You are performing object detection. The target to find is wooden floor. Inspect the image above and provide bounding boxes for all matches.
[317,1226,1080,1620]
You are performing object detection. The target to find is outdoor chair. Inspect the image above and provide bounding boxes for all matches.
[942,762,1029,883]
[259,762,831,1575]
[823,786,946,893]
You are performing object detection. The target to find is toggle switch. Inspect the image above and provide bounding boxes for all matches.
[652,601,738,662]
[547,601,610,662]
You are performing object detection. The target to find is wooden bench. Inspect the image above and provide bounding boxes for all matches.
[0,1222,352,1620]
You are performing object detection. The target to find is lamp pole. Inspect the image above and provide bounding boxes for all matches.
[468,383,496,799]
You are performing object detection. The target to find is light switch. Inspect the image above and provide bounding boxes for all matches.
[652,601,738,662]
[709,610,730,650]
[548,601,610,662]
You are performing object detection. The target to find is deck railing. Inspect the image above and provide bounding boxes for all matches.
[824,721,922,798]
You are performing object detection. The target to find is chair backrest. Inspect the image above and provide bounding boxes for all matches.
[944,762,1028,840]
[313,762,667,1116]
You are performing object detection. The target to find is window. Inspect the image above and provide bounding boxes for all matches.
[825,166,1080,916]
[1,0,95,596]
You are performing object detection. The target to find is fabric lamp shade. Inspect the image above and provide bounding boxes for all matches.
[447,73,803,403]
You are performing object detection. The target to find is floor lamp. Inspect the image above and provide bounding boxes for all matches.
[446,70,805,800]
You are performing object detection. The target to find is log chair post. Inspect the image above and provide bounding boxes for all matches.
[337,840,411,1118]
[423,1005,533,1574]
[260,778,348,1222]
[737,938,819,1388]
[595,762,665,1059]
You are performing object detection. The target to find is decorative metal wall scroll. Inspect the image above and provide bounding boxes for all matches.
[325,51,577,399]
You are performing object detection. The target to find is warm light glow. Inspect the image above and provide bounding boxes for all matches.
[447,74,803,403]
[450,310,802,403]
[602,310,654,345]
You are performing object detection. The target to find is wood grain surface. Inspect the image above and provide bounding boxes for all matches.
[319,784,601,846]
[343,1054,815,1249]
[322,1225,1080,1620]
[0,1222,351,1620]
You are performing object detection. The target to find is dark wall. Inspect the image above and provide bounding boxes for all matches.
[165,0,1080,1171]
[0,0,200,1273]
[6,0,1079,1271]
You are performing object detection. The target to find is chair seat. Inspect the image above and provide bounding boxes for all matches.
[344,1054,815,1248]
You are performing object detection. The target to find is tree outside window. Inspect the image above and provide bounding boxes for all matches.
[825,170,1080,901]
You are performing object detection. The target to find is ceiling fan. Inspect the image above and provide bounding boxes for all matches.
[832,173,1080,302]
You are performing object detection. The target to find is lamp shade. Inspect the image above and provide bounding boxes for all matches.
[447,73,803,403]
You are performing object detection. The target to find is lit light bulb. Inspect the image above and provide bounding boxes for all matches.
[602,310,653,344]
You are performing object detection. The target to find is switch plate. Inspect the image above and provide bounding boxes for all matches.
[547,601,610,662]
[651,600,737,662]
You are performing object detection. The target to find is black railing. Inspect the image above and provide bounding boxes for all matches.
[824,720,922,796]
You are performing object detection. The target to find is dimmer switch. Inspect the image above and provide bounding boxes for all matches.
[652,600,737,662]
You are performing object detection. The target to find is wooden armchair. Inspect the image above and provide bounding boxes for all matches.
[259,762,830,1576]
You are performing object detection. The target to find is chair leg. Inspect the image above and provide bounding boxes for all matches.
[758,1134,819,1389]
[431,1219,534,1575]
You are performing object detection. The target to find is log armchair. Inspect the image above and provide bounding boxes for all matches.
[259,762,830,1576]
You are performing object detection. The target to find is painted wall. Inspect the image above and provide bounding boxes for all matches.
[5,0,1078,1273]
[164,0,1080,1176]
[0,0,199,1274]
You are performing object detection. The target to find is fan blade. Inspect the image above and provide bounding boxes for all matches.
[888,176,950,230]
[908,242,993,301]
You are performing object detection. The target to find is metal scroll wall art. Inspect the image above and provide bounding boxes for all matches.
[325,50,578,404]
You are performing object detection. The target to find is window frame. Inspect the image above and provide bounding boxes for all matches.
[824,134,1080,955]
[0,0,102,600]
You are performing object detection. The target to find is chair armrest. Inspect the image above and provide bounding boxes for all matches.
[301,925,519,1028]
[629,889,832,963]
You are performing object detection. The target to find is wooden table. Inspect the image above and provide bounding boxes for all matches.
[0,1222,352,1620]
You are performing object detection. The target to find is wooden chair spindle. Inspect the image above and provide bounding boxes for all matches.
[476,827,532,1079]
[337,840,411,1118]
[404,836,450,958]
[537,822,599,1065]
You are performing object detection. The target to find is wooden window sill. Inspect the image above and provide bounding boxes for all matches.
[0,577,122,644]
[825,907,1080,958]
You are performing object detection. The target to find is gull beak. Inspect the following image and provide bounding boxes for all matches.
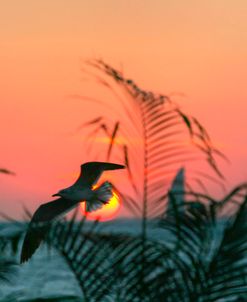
========================
▶ Problem
Here the job is to print the data above exactly, except for any pictures.

▶ Problem solution
You are performing object detection. The target to find is wooden floor. Inspect the image above and provide bounding boxes for all matches.
[317,1226,1080,1620]
You are performing object detection. The target to find is outdoor chair. Inspect the image above and provide bounding boxes for all matches.
[942,762,1029,883]
[259,762,831,1575]
[823,786,946,893]
You are performing object detection. The target to find is toggle switch. Inspect the image above and provide bounding boxes for all matches.
[652,601,738,662]
[547,601,610,662]
You are performing object detection. The target to find is wooden bench. Inspect the image above and provide bounding boxes for all matches.
[0,1222,352,1620]
You are performing object detection. The target to find is lamp pole. Inspect the image above and provide bounding boxes for all matches.
[468,383,496,799]
You are performing object detection. The target to find is light switch. Inspect the image above and provide bounding boxes for all matches.
[652,601,738,662]
[709,610,730,650]
[548,601,610,662]
You are performing object detection. The target to find is deck railing. Inspect the image above and provide bounding boxes for all matches.
[824,721,922,798]
You are performing object detection. The target to find is chair backrest. Inspect the image above and provide bounding boxes for all matches.
[944,762,1028,840]
[313,762,667,1116]
You are performing object detection. The target to find is window. Inspect the image above and provide bounding boxes for all matches.
[825,166,1080,916]
[1,0,95,596]
You are performing object detection. The target to find is fabric lamp shade. Inspect the image above and provide bounding boxes for all matches.
[447,73,803,403]
You are performing object detection. The target to find is floor lamp. Inspect the image above and provide bounding boxes for all matches.
[446,70,805,800]
You are performing object detection. The target to find is log chair post. Inspect the image above and provide bounding boxes for all matches.
[337,840,411,1118]
[423,1005,533,1574]
[260,778,348,1222]
[737,938,819,1388]
[595,762,665,1059]
You are performing object detection. The target to find is decorative metal wall scroll. Inspect the image above and provide bounding boxes for all matches.
[325,51,577,399]
You are performing object detection. The target to find is warm light glow. Inspect the image above and provide bounding boxes for all matches.
[447,74,803,403]
[450,310,802,403]
[602,310,654,345]
You are performing object detection. The target to find is wood grain surface. Inspect the image above and provide bounding boxes for all matches.
[319,784,601,846]
[343,1054,815,1249]
[322,1225,1080,1620]
[0,1222,351,1620]
You are performing object detection. The target to find is dark wall. Inspect the image above and provide bounding boxes for all matches.
[165,0,1080,1171]
[0,0,200,1273]
[6,0,1079,1271]
You are performing object detection. The target to find is chair seat. Inspect the image above and provide bounding boxes for all matches.
[344,1054,815,1248]
You are performing object detection. The target to find is tree outside window. Inspect the image above and provide bounding boxes for all matches.
[825,170,1080,901]
You are performing object detection. The target to find is ceiling fan. Inspect the image above and provide bounding boxes for all matches.
[832,173,1080,302]
You are performing object detection. The target to find is lamp shade. Inspect the image above and provide bounding boxes for all matches.
[447,73,803,403]
You are performing object detection. The target to find is lit light bulb. Inspect the image above and provide bounding boxes for all matches.
[602,310,653,344]
You are performing object detection. The target to find is switch plate. Inspect the image above and provide bounding boxes for all matches.
[547,601,610,662]
[651,600,737,662]
You are performing object detection. The target to find is black railing. Inspect the image above and provide bounding boxes for all matches.
[824,720,922,796]
You are performing object detection. The target to find is dimmer switch. Inspect the image above and provide bounding boxes for all matches.
[652,600,737,662]
You are performing object detection. The target to find is wooden armchair. Inspect the image above and provide bounding boxes for all matches.
[259,762,830,1576]
You are performing object detection. The target to find is chair leg. Inspect the image above and provide bounding boxes for all matches.
[758,1134,819,1389]
[431,1219,534,1575]
You are performing object detection. The target to find is log armchair. Inspect the image above and provide bounding boxes for all matches.
[259,762,830,1576]
You are performing object detection. The target to find is painted wall. Inspect the image above and provide bounding boxes for all matches.
[5,0,1078,1273]
[164,0,1080,1176]
[0,0,199,1274]
You are performing object detection. The target to find is fan blade. Inspect the image above and provide bounding boxes for all matches.
[888,176,950,230]
[908,242,993,301]
You are performing object detection. The target to find is metal scroll wall art. Inspect the image above and provide bounding boxes for all matches.
[325,50,578,404]
You are performing object detection. The target to find is window frame. Inspect the image above and provide bounding boxes for all matches.
[824,134,1080,955]
[0,0,102,600]
You are performing object detection. The target to find is chair armrest. Inspect the image above and provide bounding boxes for all matches.
[301,925,519,1028]
[629,889,832,963]
You are performing object detection. The target to find is wooden table. Inspect the image above and provide bounding boxes for all matches.
[0,1222,352,1620]
You are performing object detection. The target to find is wooden chair spindle. Inspect the image above and provide bounding boxes for all matches.
[476,827,532,1079]
[337,840,411,1118]
[404,836,450,958]
[537,822,599,1065]
You are performing object detection. The target to find is wooden window sill. Inspect the image above and provide bounding boxes for all matches.
[0,577,122,644]
[825,907,1080,958]
You are performing object detection. The target to find is gull beak. Inspect the following image and provide bounding boxes for all matches.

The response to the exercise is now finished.